• _TEXT EXCERPT_
Is there any way in which the extravagant waste of the world's atmosphere can be checked?

Lord Kelvin's conclusions were stated in a lecture recently delivered before the British association for the promotion of science. He has made a study of the subject for many years. He is now past middle age, and ranks as the foremost living physicist.

The following is a summary of the important points of Kelvin's theory:

'The extravagant waste of oxygen by modern manufacturing processes may leave the inhabitants of the earth without air for breathing, and that within a short and calculable time. At the present rate of progress five centuries will exhaust the full supply of the world. This means the exhaustion of oxygen.

'The sum total of oxygen at our disposal is 1,020 millions of tons. Every ton of fuel used three tons of oxygen in combustion. Consequently the burning of 340,000,000 of tons of combustibles will destroy the world's air for breathing. The population of the earth is 1,500,000,000 persons. Each has to his credit 200,000 tons of combustibles. Burn this and we die, not from lack of fuel for keeping warm, but from lack of oxygen for breath. Considering the rate at which manufacturing and commerce are depleting the coal supply, less than 500 years may see the end of the human race.'

Science has rarely offered so strange and so terrible a picture of the end of the world as Lord Kelvin's theory suggests. From various scientific authorities in New York (Hallock, Woodward, Hovey, Van Ingen, Burgess and others) interesting speculation as to the gradual approach of the final catastrophe has been gathered.

With the decrease of oxygen in the air the heat of summer would become intense. This would not be the pitiless, parching heat of the desert. Moisture would hang heavy in the air. Steam would rise from the ground and the sun would be veiled in clouds of vapor.

• _DATASET CONTENT_

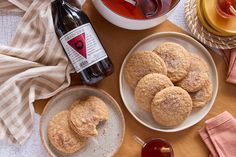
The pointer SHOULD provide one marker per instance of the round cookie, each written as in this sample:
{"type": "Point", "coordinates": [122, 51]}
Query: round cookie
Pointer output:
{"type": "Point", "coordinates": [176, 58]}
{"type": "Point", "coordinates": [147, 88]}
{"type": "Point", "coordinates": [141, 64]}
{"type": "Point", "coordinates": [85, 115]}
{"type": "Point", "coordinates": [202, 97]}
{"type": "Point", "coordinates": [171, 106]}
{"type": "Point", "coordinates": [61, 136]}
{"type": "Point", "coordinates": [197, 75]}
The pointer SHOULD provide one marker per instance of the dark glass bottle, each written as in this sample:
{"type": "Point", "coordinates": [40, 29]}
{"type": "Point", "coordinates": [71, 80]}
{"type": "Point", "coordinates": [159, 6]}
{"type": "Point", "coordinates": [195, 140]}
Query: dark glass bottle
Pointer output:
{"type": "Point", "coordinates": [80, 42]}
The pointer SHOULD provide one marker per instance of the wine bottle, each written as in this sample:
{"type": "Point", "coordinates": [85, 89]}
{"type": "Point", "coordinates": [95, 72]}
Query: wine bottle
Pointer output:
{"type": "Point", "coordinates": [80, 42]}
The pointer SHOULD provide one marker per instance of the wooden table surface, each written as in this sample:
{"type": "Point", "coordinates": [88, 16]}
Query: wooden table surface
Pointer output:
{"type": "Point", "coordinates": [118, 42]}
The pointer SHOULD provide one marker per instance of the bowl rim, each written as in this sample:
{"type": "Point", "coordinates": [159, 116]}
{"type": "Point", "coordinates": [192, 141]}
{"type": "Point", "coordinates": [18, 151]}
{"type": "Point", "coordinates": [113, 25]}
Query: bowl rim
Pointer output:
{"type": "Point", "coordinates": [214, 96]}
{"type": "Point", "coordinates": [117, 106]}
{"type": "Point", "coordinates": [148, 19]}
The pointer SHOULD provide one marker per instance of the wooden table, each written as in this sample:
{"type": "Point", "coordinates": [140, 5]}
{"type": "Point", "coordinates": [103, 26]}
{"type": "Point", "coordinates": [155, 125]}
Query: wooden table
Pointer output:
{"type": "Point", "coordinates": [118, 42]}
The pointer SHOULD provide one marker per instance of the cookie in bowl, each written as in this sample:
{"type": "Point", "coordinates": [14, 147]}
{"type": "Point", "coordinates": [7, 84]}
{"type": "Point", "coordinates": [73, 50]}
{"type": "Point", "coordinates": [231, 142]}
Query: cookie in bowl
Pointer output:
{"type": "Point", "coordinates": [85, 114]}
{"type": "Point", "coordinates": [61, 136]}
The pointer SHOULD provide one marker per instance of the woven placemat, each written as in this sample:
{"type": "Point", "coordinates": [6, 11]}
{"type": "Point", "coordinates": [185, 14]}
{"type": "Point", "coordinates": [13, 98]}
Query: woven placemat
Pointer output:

• _TASKS TO COMPLETE_
**1)** According to the Lord Kelvin excerpt, before what body did Kelvin deliver the lecture stating his conclusions?
**2)** Reproduce the passage of the Lord Kelvin excerpt starting at "Is there any" and ending at "foremost living physicist.".
The rows are separate material and have no connection to the Lord Kelvin excerpt.

• _SOLUTIONS IN ORDER_
**1)** The British association for the promotion of science.

**2)**
Is there any way in which the extravagant waste of the world's atmosphere can be checked?

Lord Kelvin's conclusions were stated in a lecture recently delivered before the British association for the promotion of science. He has made a study of the subject for many years. He is now past middle age, and ranks as the foremost living physicist.